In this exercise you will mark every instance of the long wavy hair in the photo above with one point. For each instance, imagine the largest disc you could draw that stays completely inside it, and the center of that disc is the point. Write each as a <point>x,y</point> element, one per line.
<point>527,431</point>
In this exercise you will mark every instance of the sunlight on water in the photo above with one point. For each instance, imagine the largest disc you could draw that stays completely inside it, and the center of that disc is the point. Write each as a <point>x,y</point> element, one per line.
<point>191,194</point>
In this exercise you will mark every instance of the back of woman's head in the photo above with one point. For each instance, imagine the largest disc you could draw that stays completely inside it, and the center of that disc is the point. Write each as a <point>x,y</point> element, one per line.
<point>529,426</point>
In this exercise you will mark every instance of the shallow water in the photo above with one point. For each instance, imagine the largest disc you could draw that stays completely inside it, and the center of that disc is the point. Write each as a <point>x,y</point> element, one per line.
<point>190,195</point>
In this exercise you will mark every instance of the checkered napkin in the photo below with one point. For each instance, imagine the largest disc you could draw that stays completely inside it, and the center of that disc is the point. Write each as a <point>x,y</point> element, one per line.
****************
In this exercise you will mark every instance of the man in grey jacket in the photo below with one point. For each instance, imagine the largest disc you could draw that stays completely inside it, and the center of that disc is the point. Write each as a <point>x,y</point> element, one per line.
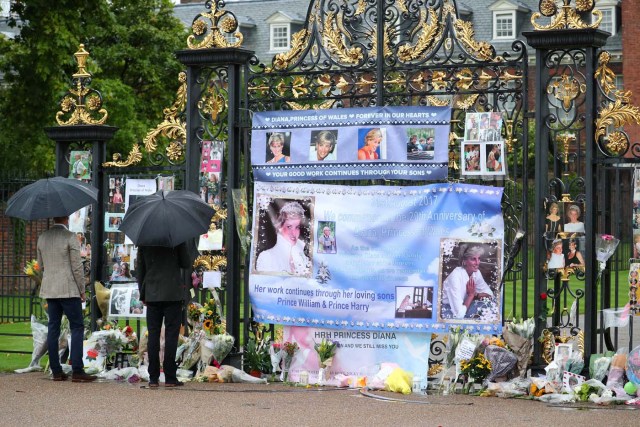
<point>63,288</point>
****************
Exercise directions => Please reproduce, exactly as they appear above, the lines from the line containing "In this exercise you will mark every instance of the sunlight" up to and including the line containing "In this exercise you will mark every instance of the checkered".

Exercise answer =>
In this exercise you will mark every instance of the sunlight on water in the photo above with one point. For each instance, imagine the largest disc you could draw that stays completely inside it, and the center of that disc is the point. Write each as a <point>x,y</point> element, one per line.
<point>191,194</point>
In this exercise you will mark every instance of the back of woman's head in the photo above with one point. For each instance, imagine the largest disc you could draw that stays completely inside it, and the center of that disc is the point. Write each as a <point>x,y</point> element, one per line.
<point>529,426</point>
In this exercise you will mark every instance of the shallow water in the photo above with one point. For each instance, imagine the largest disc you could draw that stays completely inside it, and the center of that disc is the point. Write each as a <point>x,y</point> element, one per line.
<point>190,195</point>
In this exercise you will mark every instance of the checkered napkin in the photo below with one point. For each instance, imagine the largest disc you could draw that stays completely inside it, and the center of that disc is the point. Write each as a <point>x,y</point> element, one per line.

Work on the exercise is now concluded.